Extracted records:
* Start *

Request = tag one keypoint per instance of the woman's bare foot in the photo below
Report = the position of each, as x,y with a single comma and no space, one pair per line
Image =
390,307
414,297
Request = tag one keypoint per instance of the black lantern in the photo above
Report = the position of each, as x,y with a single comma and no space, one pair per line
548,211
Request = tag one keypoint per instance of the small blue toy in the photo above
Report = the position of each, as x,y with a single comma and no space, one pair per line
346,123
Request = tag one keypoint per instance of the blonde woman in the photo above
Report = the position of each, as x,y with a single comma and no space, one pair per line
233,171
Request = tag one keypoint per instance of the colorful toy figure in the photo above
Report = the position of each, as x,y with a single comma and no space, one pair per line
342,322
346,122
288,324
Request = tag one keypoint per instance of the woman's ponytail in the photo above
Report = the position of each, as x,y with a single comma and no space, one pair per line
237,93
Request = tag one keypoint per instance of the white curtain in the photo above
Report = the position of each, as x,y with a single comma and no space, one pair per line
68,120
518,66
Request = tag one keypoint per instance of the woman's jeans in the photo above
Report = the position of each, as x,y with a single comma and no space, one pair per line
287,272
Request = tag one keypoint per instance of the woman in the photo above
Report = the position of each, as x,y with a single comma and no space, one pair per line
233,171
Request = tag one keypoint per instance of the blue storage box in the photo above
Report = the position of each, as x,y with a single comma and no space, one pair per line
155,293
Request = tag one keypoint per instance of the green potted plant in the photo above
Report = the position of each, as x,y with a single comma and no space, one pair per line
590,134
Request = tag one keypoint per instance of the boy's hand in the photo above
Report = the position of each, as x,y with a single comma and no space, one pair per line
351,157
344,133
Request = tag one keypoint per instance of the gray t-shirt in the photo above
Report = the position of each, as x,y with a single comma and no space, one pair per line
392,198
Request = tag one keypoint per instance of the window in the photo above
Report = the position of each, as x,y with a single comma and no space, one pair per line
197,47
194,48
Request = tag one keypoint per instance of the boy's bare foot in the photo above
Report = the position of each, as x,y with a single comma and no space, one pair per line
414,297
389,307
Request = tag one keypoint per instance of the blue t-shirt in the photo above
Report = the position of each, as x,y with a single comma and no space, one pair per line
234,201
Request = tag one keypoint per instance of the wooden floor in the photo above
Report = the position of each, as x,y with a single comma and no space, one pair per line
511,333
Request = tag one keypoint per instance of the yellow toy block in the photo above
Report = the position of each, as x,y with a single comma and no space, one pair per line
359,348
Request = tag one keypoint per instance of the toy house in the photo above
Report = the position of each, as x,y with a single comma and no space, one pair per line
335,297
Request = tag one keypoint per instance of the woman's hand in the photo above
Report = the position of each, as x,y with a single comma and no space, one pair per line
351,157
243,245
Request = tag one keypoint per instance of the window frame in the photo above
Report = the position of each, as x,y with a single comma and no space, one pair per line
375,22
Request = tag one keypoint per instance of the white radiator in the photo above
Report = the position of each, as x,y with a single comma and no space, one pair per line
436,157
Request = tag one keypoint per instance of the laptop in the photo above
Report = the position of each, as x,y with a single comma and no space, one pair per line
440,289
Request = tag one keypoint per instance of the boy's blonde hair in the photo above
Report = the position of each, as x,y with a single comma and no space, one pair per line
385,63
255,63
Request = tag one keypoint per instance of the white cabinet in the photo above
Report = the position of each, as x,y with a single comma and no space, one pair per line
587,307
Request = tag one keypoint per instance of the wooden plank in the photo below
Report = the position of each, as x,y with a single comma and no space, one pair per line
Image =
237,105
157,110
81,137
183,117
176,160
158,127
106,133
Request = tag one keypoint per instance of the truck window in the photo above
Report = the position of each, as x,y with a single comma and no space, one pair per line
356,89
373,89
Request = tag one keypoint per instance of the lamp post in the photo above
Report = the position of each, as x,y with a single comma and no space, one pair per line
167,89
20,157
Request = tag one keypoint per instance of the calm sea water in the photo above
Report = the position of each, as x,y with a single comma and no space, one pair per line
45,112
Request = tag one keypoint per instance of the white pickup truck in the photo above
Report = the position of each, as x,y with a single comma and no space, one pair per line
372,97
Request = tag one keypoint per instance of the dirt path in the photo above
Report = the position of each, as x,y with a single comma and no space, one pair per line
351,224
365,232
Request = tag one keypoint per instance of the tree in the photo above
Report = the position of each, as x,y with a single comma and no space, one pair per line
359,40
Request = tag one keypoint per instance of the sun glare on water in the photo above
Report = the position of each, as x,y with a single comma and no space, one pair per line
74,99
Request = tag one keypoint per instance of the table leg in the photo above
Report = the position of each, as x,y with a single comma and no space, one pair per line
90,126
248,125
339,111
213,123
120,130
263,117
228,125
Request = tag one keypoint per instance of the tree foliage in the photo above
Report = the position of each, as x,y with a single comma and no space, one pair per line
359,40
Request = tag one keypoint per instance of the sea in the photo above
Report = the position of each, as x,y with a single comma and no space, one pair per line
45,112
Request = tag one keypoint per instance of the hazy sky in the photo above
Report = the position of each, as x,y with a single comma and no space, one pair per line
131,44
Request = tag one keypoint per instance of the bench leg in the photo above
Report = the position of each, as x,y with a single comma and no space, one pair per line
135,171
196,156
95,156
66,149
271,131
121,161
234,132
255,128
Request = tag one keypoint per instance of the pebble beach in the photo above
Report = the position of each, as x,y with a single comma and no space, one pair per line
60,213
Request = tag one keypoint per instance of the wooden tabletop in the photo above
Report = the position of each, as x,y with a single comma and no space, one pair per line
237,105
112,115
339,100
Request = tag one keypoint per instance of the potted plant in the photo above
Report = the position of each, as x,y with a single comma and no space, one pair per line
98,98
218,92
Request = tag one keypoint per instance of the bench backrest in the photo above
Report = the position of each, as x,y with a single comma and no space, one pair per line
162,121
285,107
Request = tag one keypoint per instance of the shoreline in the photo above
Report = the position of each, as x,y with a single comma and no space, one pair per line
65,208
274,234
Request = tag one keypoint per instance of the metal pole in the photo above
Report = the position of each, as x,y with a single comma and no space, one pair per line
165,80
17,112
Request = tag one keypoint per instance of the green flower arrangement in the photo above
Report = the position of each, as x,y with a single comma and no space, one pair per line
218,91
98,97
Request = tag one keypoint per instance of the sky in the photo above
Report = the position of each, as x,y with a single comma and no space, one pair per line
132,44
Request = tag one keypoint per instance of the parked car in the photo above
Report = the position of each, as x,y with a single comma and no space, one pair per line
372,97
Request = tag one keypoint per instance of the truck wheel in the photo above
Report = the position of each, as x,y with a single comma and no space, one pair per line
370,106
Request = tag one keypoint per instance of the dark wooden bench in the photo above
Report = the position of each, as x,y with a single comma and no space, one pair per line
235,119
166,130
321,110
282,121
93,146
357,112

* End *

- TO DO: Write out the material again, starting with the line that contains "Request = tag one keypoint per instance of the truck wheel" and going on through the last line, requests included. Multiply every x,y coordinate in the answers by 2 and round to whole numbers, with halves going up.

- RESPONSE BELOW:
Request = tag one keypoint per instance of the truck wheel in the photo above
Report = the position of each, as x,y with a single comma and no space, one pair per line
740,212
Request = tag one keypoint per instance of the dark wooden bench in the photo above
Report = the position of each, as x,y with a single comma and no space, one pair per line
470,238
332,260
642,220
564,242
186,292
714,224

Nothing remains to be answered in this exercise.